### Task goal
Write out every line from the one containing "like [(17, 287)]." down to the one containing "[(763, 794)]", both included, keeping the requests as they stand and shifting each coordinate in the answers by -107.

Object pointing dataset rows
%%
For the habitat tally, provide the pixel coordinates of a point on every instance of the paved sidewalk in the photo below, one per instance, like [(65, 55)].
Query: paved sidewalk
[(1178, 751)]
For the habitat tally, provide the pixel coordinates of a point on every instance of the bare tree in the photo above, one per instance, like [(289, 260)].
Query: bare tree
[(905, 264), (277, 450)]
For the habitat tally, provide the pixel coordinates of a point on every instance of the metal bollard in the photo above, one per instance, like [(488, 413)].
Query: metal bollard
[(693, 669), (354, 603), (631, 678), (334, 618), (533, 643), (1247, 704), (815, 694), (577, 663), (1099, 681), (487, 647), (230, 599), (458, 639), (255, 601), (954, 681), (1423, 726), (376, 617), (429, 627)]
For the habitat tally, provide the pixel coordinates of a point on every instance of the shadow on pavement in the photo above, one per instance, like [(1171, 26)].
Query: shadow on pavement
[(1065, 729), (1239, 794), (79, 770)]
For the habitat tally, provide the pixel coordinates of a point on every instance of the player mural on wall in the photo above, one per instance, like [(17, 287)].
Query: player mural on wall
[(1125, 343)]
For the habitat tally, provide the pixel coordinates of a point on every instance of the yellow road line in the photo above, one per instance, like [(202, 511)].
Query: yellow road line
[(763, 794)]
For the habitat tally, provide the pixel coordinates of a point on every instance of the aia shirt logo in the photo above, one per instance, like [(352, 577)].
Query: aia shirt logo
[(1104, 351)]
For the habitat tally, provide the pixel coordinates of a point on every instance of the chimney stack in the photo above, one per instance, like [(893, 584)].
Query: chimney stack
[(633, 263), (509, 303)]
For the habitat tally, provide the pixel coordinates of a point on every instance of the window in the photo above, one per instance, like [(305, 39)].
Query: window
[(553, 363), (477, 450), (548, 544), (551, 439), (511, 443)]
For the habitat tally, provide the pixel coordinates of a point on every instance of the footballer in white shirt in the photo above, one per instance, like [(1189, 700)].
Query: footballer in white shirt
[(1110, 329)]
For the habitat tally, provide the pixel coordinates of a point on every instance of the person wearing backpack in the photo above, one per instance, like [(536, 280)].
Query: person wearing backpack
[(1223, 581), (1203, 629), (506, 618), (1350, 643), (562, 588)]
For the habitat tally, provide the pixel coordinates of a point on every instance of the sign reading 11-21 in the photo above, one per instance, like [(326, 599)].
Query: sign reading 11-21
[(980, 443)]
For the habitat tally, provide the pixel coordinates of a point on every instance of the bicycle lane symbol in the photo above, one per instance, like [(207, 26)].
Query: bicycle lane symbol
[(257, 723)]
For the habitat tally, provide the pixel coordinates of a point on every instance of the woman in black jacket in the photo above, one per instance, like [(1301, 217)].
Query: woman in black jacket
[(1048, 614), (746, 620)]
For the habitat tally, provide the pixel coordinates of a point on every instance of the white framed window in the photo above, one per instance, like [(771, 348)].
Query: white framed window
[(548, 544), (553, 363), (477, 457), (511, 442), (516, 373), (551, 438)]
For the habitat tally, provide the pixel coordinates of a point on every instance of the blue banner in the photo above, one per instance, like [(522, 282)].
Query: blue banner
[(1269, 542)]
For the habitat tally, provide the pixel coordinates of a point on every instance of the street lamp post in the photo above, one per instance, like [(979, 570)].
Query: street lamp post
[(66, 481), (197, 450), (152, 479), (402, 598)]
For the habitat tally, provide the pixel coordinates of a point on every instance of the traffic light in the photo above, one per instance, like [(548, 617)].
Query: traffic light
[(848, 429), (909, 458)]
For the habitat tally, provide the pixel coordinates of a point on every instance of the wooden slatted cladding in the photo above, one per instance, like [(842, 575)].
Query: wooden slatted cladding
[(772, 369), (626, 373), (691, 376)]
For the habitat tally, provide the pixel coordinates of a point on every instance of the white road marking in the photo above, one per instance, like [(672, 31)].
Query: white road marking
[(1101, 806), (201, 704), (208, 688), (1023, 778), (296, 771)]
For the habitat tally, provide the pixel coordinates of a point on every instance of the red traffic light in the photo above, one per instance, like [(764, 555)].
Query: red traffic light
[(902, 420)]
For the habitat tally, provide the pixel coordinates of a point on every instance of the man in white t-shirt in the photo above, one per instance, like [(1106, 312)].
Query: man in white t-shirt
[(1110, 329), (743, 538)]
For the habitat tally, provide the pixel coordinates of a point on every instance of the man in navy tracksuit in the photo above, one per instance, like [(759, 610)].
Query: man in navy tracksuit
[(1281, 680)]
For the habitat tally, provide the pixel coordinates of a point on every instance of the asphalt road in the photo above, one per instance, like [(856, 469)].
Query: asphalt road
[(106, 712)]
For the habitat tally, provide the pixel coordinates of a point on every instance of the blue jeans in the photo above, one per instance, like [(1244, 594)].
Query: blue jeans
%%
### Written solution
For the habitat tally, provide the pixel coordinates of a point on every instance of the player mural on wall in the photo above, one per instance, like [(17, 287)].
Query: player mural on wall
[(1018, 236)]
For the habitat tally, provide the pixel coordinates of a point on every instance of the yellow road line in the photo above, one per instance, like [(202, 511)].
Query: yellow road line
[(656, 687)]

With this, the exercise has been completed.